● Seção de texto:
>>>
Identificação de um filme criativo: Amor Voraz surge desde logo como um dos pontos luminosos na recente trajetória de Khouri, mas para analisá-lo à altura é necessário fazer um bom travelling ou panorâmica de 360 graus ao longo de seus 34 anos de cinema.
As novas gerações de cinéfilos não conhecem O Gigante de Pedra (1951-53), que Khouri realizou aos 21 anos, mas aqui basta lembrar que seu título influenciou Júlio Bressane (O Monstro Caraíba, O Gigante da América). A situação básica dos personagens de Amor Voraz tem por sua vez algumas semelhanças com O Anjo Nasceu (1969): a diferença é que o anjo de Bressane invade uma casa de mulheres vorazes para violentar e matar, enquanto o mutante de Khouri fica com medo das mulheres ("Ele não fará mal nenhum a nós: nós é que podemos fazer mal a ele'', diz Ana/Vera Fischer).
O Estranho Encontro (1958) não está exatamente na linha alternativa de Khouri, mas há nele um elemento de horror: a perna mecânica de Luigi Picchi. E da mesma forma, o consultório dentário de Prisioneiro do Sexo (1980) tem uma cadeira em que o algoz executa sensual e sadicamente uma paciente (Aldine Muller), como se fosse um Dr. Caligari erótico, declarada homenagem de Khouri a um certo horror. O cineasta nunca seria alternativo ao ponto de exercitar o horror explícito, mas a observação serve como alerta: mesmo nos filmes de sua sintonia apenas existencial há dados da sintonia experimental (que tem no gênero horror o seu profeta) e, no caso de Amor Voraz, ver-se-á como a sintonia intergalaxial não é um delírio, mas uma realidade também de carne e osso.
Fronteiras do Inferno (1959) e Na Garganta do Diabo (1960) são títulos significantes por si só: diabo/inferno, o mal, o horror invisível ou que não transparece no lado galã de Hélio Souto, menos ainda nas deusas (Aurora Duarte, Odete Lara), e mais em Sérgio Hingst (seu lado de Peter Lorre dos trópicos). Esses dois filmes seriam pontos de intermediação na dramaturgia de Khouri, então em impasse como o próprio cinema da época: fim do ciclo Vera Cruz, primórdios do Cinema Novo.
<<<
● Tarefas e exercícios:
• a. Indique se cada afirmação concorda com o texto sobre o cinema de Khouri, respondendo sim ou não e citando literalmente as palavras do texto que decidem a questão: (i) Khouri realizou O Gigante de Pedra aos 21 anos. (ii) Em Amor Voraz, o mutante invade uma casa para violentar e matar. (iii) Khouri chegou a exercitar o horror explícito.
• b. Dê continuidade ao texto sobre o cinema de Khouri a partir da última frase apresentada.

● Listagem:
>>>
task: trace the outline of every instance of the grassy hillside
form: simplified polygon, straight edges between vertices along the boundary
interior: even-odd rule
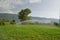
[[[0,40],[60,40],[60,28],[49,25],[0,26]]]

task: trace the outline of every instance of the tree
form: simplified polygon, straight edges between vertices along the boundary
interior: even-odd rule
[[[28,15],[31,13],[31,10],[29,8],[26,8],[26,9],[22,9],[20,12],[19,12],[19,19],[20,21],[25,21],[25,20],[29,20],[30,17],[28,17]]]

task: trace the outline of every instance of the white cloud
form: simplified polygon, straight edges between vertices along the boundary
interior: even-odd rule
[[[39,3],[41,0],[29,0],[30,3]]]

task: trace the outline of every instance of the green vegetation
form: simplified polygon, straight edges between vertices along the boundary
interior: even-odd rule
[[[1,25],[0,40],[60,40],[60,28],[52,25]]]
[[[22,9],[18,14],[18,17],[19,17],[20,21],[29,20],[30,17],[28,17],[28,15],[30,13],[31,13],[31,10],[29,8]]]

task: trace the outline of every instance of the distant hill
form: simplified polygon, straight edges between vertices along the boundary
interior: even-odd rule
[[[57,22],[59,23],[59,19],[54,19],[54,18],[43,18],[43,17],[32,17],[33,21],[50,21],[50,22]],[[16,22],[19,22],[20,20],[18,19],[17,14],[9,14],[9,13],[0,13],[0,19],[8,19],[8,20],[16,20]]]

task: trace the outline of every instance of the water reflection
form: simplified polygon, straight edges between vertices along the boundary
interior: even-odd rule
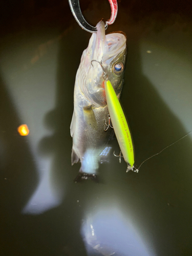
[[[104,256],[154,255],[142,241],[131,219],[117,208],[98,209],[82,224],[81,236],[89,255],[98,251]]]

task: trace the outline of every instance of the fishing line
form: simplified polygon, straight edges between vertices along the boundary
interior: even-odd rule
[[[192,131],[191,131],[190,132],[189,132],[189,133],[188,133],[187,134],[186,134],[186,135],[184,136],[183,137],[182,137],[182,138],[180,138],[180,139],[179,139],[178,140],[176,140],[176,141],[175,141],[175,142],[170,144],[170,145],[169,145],[168,146],[164,147],[163,150],[162,150],[161,151],[160,151],[160,152],[159,152],[158,153],[157,153],[157,154],[155,154],[155,155],[153,155],[153,156],[152,156],[151,157],[149,157],[148,158],[147,158],[146,159],[145,159],[144,161],[143,161],[143,162],[142,162],[141,164],[140,165],[139,167],[136,169],[136,170],[134,170],[134,172],[136,172],[136,173],[138,173],[139,172],[139,168],[141,166],[141,165],[143,164],[143,163],[144,163],[145,162],[146,162],[146,161],[147,161],[148,159],[150,159],[150,158],[152,158],[152,157],[155,157],[155,156],[157,156],[157,155],[159,155],[160,153],[161,153],[161,152],[162,152],[163,151],[164,151],[165,150],[166,150],[166,148],[167,148],[167,147],[169,147],[169,146],[172,146],[172,145],[174,145],[174,144],[175,144],[177,142],[178,142],[178,141],[179,141],[180,140],[184,139],[185,137],[186,136],[188,136],[188,135],[189,134],[190,134],[192,132]]]

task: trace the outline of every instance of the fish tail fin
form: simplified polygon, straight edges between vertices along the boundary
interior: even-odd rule
[[[84,173],[81,167],[78,175],[74,180],[74,182],[76,183],[77,182],[82,182],[86,180],[92,180],[97,183],[99,183],[98,175]]]
[[[72,148],[72,152],[71,153],[71,165],[73,165],[74,163],[78,163],[79,160],[79,157],[76,154],[74,149]]]

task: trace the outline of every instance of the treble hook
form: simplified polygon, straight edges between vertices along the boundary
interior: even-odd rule
[[[80,8],[79,0],[68,1],[72,13],[79,25],[86,31],[90,33],[96,32],[97,31],[97,28],[90,25],[84,19]],[[105,23],[104,26],[105,30],[108,28],[108,25],[112,24],[114,22],[117,13],[117,0],[108,1],[111,6],[111,14],[110,19]]]
[[[106,132],[108,131],[109,127],[111,127],[111,128],[112,128],[112,129],[113,129],[113,126],[111,124],[111,118],[109,115],[108,115],[108,124],[106,123],[106,120],[105,120],[104,124],[104,131],[105,132]],[[106,126],[106,129],[105,129],[105,125]]]
[[[123,157],[123,156],[122,155],[122,152],[121,151],[120,152],[119,155],[118,156],[116,156],[115,154],[115,151],[113,152],[113,155],[117,157],[119,157],[119,163],[121,163],[121,157]]]

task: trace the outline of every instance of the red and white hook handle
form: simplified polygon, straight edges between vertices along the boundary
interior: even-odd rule
[[[79,5],[79,0],[68,0],[71,11],[75,19],[82,28],[91,33],[97,32],[97,28],[93,27],[88,23],[82,14]],[[115,22],[117,13],[117,0],[108,0],[111,6],[111,14],[110,19],[106,22],[105,28],[111,25]]]

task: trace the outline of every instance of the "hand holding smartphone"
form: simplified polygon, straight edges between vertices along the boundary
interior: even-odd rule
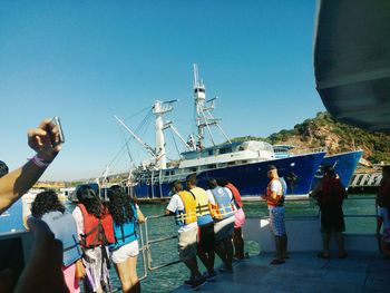
[[[52,117],[49,124],[50,138],[53,147],[65,143],[61,121],[58,116]]]

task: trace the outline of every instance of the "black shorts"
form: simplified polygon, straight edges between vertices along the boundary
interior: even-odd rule
[[[205,225],[198,225],[198,248],[209,252],[214,250],[215,235],[214,235],[214,223]]]
[[[341,206],[321,207],[321,232],[340,233],[345,231],[344,215]]]

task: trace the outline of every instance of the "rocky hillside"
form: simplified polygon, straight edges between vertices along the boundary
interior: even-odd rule
[[[315,118],[306,119],[293,129],[283,129],[266,138],[237,137],[234,140],[248,138],[266,140],[273,145],[293,145],[298,149],[326,147],[329,154],[363,149],[363,158],[371,164],[390,162],[390,135],[368,133],[338,123],[328,113],[319,113]]]

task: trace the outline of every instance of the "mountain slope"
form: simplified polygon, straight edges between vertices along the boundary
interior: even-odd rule
[[[389,162],[390,135],[368,133],[334,120],[329,113],[318,113],[315,118],[298,124],[293,129],[283,129],[266,138],[237,137],[234,141],[255,139],[272,145],[293,145],[298,149],[326,147],[329,154],[363,149],[363,158],[371,164]]]

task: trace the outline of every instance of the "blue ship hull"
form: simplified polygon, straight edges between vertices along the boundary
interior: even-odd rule
[[[326,165],[331,165],[334,167],[335,173],[339,175],[342,184],[347,188],[350,185],[350,180],[354,170],[358,167],[358,163],[362,154],[362,150],[355,150],[324,157],[314,176],[312,188],[323,177],[323,167]]]
[[[232,166],[226,168],[209,169],[197,174],[198,186],[206,188],[207,178],[226,178],[232,182],[245,197],[260,196],[265,193],[269,184],[266,177],[267,166],[275,165],[280,177],[284,177],[287,184],[287,195],[308,195],[315,172],[318,170],[325,153],[305,154],[287,158],[279,158],[260,163]],[[164,172],[164,170],[163,170]],[[159,178],[159,172],[155,172],[154,178]],[[185,180],[185,178],[181,178]],[[159,183],[154,180],[140,180],[133,187],[133,194],[138,198],[166,198],[170,194],[170,182]]]

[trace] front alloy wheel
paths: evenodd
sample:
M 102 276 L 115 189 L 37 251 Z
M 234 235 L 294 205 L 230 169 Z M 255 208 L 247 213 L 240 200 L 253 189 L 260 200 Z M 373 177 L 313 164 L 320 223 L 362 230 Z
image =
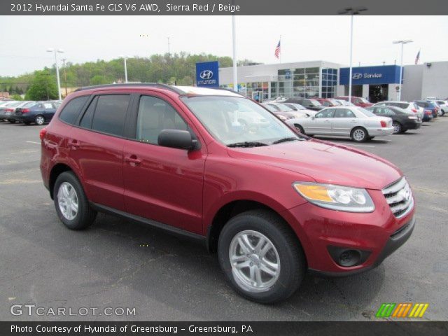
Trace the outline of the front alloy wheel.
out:
M 57 192 L 57 204 L 61 214 L 66 219 L 73 220 L 78 214 L 78 195 L 69 182 L 63 182 Z
M 230 218 L 217 247 L 219 263 L 232 287 L 257 302 L 289 297 L 307 270 L 297 236 L 282 218 L 268 210 L 250 210 Z
M 393 126 L 394 134 L 396 134 L 398 133 L 401 133 L 402 127 L 401 127 L 401 124 L 400 122 L 394 121 L 393 122 L 392 122 L 392 126 Z
M 356 128 L 351 133 L 351 139 L 356 142 L 363 142 L 368 136 L 367 132 L 363 128 Z
M 279 279 L 279 253 L 260 232 L 248 230 L 235 235 L 230 243 L 229 258 L 235 281 L 248 292 L 268 290 Z
M 34 122 L 36 122 L 36 124 L 38 125 L 39 126 L 43 125 L 43 122 L 45 122 L 45 118 L 43 118 L 43 115 L 37 115 L 36 117 L 36 119 L 34 119 Z

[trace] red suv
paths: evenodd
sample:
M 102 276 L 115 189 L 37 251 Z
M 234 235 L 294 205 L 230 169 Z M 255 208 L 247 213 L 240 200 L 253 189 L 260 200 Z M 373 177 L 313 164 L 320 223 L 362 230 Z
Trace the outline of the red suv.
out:
M 43 183 L 66 227 L 104 211 L 186 234 L 217 251 L 233 288 L 259 302 L 290 295 L 307 270 L 372 269 L 414 226 L 396 166 L 300 135 L 225 90 L 82 88 L 40 136 Z
M 340 100 L 345 100 L 346 102 L 349 101 L 349 96 L 340 96 L 335 97 L 335 99 Z M 373 105 L 371 102 L 367 100 L 365 98 L 362 98 L 360 97 L 354 97 L 351 96 L 351 103 L 357 106 L 360 107 L 370 107 Z

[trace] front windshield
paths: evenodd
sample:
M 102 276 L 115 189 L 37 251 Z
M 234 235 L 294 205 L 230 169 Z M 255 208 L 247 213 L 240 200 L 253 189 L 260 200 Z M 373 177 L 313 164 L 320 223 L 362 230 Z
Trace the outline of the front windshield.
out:
M 186 96 L 182 101 L 216 140 L 235 144 L 272 144 L 299 139 L 277 118 L 250 99 L 227 96 Z
M 311 102 L 312 104 L 314 105 L 315 106 L 322 106 L 322 104 L 319 103 L 317 100 L 311 99 L 309 102 Z
M 363 108 L 362 107 L 357 107 L 356 109 L 358 111 L 359 111 L 361 113 L 363 113 L 364 115 L 367 115 L 368 117 L 377 117 L 377 116 L 376 114 L 374 114 L 372 112 L 370 112 L 370 111 L 366 110 L 365 108 Z
M 275 106 L 277 106 L 282 112 L 290 112 L 293 111 L 290 107 L 284 105 L 283 104 L 276 104 Z

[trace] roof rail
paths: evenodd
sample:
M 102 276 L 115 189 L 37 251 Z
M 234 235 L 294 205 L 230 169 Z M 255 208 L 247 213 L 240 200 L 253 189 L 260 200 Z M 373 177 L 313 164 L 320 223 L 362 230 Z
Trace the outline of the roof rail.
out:
M 241 93 L 237 92 L 237 91 L 234 91 L 232 89 L 227 89 L 227 88 L 207 88 L 207 89 L 214 89 L 214 90 L 223 90 L 225 91 L 229 91 L 230 92 L 236 93 L 237 94 L 239 94 L 241 97 L 246 97 L 246 96 Z
M 102 84 L 101 85 L 92 85 L 92 86 L 84 86 L 76 89 L 75 92 L 78 91 L 83 91 L 85 90 L 91 90 L 91 89 L 101 89 L 101 88 L 130 88 L 130 87 L 135 87 L 135 86 L 146 86 L 148 88 L 162 88 L 164 89 L 169 90 L 173 91 L 178 94 L 182 94 L 183 93 L 183 91 L 172 87 L 172 85 L 169 85 L 167 84 L 162 84 L 160 83 L 119 83 L 119 84 Z

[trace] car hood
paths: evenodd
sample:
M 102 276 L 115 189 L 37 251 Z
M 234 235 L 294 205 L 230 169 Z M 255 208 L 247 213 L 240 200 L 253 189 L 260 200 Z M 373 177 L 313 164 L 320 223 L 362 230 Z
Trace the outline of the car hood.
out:
M 382 158 L 316 139 L 227 151 L 232 158 L 295 172 L 321 183 L 381 190 L 402 176 Z

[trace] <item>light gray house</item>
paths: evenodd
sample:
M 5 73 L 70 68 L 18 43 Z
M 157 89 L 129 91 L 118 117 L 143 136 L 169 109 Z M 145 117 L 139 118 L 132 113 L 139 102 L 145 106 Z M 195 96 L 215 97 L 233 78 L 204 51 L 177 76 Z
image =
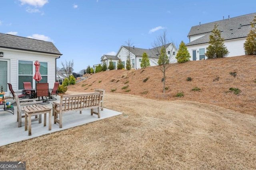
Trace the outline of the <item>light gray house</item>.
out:
M 0 86 L 6 96 L 10 96 L 8 83 L 14 92 L 21 91 L 24 82 L 31 82 L 35 88 L 37 82 L 33 77 L 36 61 L 40 64 L 40 82 L 48 82 L 49 88 L 53 88 L 56 60 L 62 55 L 52 42 L 0 33 Z
M 177 62 L 175 58 L 177 53 L 177 48 L 173 43 L 170 43 L 164 45 L 166 50 L 166 54 L 170 57 L 170 63 Z M 130 53 L 131 64 L 132 68 L 134 69 L 140 69 L 140 63 L 143 53 L 146 52 L 148 57 L 150 66 L 158 65 L 157 62 L 159 59 L 159 51 L 162 46 L 151 49 L 144 49 L 135 47 L 134 46 L 129 47 L 121 46 L 115 56 L 103 55 L 101 57 L 101 62 L 103 63 L 106 63 L 108 67 L 110 59 L 113 62 L 115 66 L 115 69 L 117 69 L 118 61 L 121 60 L 123 65 L 123 68 L 126 69 L 126 63 L 127 56 Z
M 221 37 L 224 39 L 224 44 L 229 51 L 227 57 L 246 54 L 244 43 L 251 29 L 256 13 L 227 19 L 210 23 L 194 26 L 191 27 L 188 37 L 189 43 L 186 46 L 190 53 L 190 60 L 207 59 L 205 56 L 206 48 L 209 46 L 209 36 L 214 24 L 218 25 L 217 29 L 221 31 Z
<<<
● Respostas às tarefas:
• a.
(i) Sim: "que Khouri realizou aos 21 anos".
(ii) Não: "enquanto o mutante de Khouri fica com medo das mulheres".
(iii) Não: "O cineasta nunca seria alternativo ao ponto de exercitar o horror explícito".

• b.
A linha existencial começa a amadurecer com A Ilha (1963) e logra sua primeira obra-prima com Noite Vazia (1964), apesar de todas as restrições de alguns observadores radicais: Khouri se revelava um mestre na direção de atrizes, os primeiros planos de Odete Lara e Norma Bengell ficaram nas antologias, mas essa é a dramaturgia da petrificação, o esvaziamento puro e simples da emoção do olhar. E seria isso mesmo que Khouri iria transfigurar em sua obra-prima alternativa, As Filhas do Fogo (1978), onde a letargia das personagens funciona criticamente como chave multipessoal/plurissubjetiva: as belas panteras (Paola Morra e Marisa Malbouisson) que passeiam por um Brasil misterioso (admirável aproveitamento plástico de uma estranha vegetação da cidade de Gramado) talvez fossem reencarnações, gélidos fantasmas sensuais ao gosto de Sheridan Le Eanu e por isso alguém (a personagem vivida magnificamente por Karin Rodrigues) vivia gravando vozes de pessoas que já morreram.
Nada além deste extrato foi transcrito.